__Task description__: Arrange the material's lines from the one containing "Every instance of the purple sign" through the one containing "<point>209,95</point>", inclusive, as a numbered list, omitting any blank lines.

□ □ □ □ □ □ □

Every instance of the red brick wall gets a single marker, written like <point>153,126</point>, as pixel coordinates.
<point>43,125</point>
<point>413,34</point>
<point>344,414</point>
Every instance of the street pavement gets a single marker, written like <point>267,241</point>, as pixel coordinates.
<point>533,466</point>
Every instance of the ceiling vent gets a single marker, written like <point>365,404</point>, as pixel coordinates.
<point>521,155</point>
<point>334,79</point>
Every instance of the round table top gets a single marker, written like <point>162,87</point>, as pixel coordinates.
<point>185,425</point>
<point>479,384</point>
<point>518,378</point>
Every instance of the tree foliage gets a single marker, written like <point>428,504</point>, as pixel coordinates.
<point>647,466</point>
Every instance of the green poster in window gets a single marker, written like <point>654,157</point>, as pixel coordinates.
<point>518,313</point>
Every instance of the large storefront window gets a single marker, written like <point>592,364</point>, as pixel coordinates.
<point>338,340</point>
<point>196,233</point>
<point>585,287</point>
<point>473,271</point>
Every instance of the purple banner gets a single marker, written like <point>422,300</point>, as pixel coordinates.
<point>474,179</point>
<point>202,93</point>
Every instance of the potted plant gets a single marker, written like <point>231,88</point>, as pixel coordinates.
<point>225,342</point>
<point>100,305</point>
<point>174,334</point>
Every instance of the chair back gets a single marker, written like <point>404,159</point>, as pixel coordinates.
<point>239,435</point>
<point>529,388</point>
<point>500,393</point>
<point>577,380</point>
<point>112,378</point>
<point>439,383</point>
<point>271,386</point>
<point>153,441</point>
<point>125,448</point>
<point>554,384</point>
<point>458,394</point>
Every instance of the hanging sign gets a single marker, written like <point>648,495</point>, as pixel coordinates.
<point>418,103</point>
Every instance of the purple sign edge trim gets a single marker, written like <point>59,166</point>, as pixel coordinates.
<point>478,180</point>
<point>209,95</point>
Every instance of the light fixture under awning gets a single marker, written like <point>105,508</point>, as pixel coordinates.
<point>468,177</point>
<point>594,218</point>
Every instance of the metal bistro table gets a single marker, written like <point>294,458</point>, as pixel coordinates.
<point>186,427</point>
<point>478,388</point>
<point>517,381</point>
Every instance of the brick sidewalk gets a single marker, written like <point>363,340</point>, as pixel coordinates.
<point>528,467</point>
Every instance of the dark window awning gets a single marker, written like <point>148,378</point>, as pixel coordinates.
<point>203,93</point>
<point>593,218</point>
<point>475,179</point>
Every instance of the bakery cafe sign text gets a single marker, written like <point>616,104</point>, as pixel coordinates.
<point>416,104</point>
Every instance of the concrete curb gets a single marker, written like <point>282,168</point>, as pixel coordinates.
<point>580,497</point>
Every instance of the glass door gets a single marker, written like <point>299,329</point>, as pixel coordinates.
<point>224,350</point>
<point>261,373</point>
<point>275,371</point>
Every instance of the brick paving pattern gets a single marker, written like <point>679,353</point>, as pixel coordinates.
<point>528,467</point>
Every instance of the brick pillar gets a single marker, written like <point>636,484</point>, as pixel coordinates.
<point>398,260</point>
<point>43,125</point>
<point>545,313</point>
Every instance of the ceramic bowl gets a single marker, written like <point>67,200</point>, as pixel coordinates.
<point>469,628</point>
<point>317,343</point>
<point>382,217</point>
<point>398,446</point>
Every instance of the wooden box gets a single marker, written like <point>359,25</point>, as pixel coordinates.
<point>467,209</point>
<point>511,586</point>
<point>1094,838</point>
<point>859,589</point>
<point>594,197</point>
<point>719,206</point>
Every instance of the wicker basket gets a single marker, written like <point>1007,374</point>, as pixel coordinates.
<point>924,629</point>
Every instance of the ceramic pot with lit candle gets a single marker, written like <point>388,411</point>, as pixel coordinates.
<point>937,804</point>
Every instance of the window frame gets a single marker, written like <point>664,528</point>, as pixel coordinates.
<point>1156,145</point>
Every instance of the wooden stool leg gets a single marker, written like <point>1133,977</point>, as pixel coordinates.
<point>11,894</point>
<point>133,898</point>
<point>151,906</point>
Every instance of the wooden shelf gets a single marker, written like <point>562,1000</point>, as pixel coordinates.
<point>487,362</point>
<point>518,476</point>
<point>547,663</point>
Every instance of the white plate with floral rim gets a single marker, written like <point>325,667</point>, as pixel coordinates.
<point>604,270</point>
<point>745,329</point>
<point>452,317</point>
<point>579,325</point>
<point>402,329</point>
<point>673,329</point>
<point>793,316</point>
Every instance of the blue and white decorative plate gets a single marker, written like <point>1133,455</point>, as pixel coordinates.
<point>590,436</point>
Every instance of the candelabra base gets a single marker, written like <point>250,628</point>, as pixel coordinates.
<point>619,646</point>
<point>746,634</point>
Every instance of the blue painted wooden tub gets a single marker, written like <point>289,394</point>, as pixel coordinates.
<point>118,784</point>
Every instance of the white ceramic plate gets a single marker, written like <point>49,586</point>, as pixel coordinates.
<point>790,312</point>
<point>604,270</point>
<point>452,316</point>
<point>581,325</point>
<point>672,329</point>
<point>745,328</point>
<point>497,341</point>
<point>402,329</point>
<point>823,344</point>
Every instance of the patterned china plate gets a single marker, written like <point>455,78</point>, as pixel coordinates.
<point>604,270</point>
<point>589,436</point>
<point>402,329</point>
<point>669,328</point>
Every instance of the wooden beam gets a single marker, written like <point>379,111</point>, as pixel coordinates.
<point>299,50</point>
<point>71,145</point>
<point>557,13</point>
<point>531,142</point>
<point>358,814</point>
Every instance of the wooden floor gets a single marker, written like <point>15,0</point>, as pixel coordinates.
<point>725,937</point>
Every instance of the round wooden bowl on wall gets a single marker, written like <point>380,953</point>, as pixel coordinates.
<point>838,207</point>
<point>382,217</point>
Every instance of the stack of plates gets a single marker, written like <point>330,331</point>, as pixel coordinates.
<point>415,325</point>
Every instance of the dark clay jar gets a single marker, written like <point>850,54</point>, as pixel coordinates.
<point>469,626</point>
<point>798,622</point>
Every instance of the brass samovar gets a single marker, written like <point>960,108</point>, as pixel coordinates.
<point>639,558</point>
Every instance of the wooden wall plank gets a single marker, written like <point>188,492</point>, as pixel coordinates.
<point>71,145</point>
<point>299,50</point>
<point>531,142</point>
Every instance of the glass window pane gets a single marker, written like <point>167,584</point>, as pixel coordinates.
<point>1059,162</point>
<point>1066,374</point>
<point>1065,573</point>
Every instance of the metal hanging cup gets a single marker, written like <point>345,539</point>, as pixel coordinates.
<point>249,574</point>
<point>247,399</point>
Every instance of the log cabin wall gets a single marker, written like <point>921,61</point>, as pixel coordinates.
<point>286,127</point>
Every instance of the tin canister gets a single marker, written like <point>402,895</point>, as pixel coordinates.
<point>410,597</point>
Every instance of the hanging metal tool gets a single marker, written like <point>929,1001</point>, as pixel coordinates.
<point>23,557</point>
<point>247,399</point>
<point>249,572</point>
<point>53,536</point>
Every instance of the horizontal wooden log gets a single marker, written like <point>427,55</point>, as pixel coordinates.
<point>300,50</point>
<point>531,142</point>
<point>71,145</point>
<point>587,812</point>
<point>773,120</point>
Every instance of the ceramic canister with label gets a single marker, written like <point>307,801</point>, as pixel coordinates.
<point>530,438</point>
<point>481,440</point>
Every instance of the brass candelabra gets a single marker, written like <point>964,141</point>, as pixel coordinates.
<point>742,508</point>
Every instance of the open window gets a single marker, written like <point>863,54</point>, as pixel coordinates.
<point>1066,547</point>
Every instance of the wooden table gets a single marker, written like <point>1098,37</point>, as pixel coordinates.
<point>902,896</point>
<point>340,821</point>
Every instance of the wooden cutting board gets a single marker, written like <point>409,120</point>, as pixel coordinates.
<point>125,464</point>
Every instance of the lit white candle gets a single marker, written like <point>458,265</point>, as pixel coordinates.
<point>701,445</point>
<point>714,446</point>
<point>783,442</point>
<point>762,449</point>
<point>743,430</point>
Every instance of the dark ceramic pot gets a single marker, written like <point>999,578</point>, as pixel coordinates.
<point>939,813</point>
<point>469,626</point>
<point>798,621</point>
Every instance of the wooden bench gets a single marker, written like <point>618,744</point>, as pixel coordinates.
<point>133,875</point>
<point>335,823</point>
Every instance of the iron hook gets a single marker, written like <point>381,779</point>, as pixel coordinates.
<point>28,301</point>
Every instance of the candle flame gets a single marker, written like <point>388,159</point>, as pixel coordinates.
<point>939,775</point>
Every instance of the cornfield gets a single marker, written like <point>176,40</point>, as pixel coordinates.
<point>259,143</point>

□ □ □ □ □ □ □

__Output of the task__:
1. Every instance of the purple sign edge trim gets a single marker, written like <point>59,166</point>, as pixel coordinates.
2. <point>478,180</point>
3. <point>209,95</point>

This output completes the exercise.